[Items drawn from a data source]
--- BEGIN ---

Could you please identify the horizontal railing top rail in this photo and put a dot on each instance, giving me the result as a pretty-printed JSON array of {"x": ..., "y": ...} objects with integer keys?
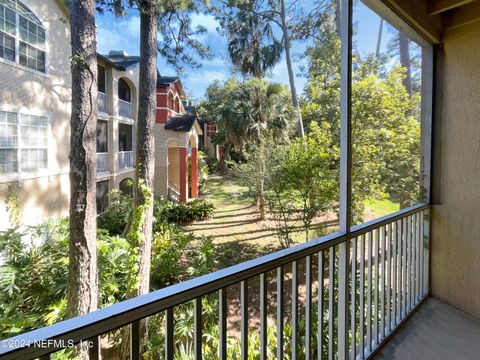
[{"x": 127, "y": 312}]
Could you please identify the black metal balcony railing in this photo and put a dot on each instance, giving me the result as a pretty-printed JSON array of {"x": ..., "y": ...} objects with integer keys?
[
  {"x": 102, "y": 163},
  {"x": 367, "y": 282},
  {"x": 102, "y": 102},
  {"x": 125, "y": 160},
  {"x": 125, "y": 109}
]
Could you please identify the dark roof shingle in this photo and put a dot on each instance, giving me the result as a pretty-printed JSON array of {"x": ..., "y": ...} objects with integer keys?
[
  {"x": 167, "y": 80},
  {"x": 120, "y": 62},
  {"x": 181, "y": 123}
]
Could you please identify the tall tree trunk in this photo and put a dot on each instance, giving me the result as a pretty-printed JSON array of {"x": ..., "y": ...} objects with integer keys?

--- END ---

§ Aim of the task
Please write out every line of the listing above without changing anything, and leave the pictures out.

§ Complete output
Could you please identify the horizontal railing top rail in this photo and put a dot on each instance, giving me the result as a pretty-printed JSON array of {"x": ..., "y": ...} objects with integer keys?
[{"x": 127, "y": 312}]
Could you please identify the black metal balcony railing in this photo and put a dot on each instance, giving me the result as a pretty-printed JSON array of {"x": ..., "y": ...} objects with integer keys?
[
  {"x": 102, "y": 163},
  {"x": 367, "y": 282},
  {"x": 102, "y": 102},
  {"x": 125, "y": 160},
  {"x": 125, "y": 109}
]
Could you please identify the dark roof shingle in this photo and put a dot on each instance, giving me the result as a pretty-printed JSON array of {"x": ..., "y": ...} objects with integer keys?
[
  {"x": 167, "y": 80},
  {"x": 120, "y": 62},
  {"x": 181, "y": 123}
]
Could you please identify the tall tree trunk in this photo and put a dot on each instance, giving me the result as a pretty-printed JSON array of {"x": ..., "y": ...} objects with integer keys?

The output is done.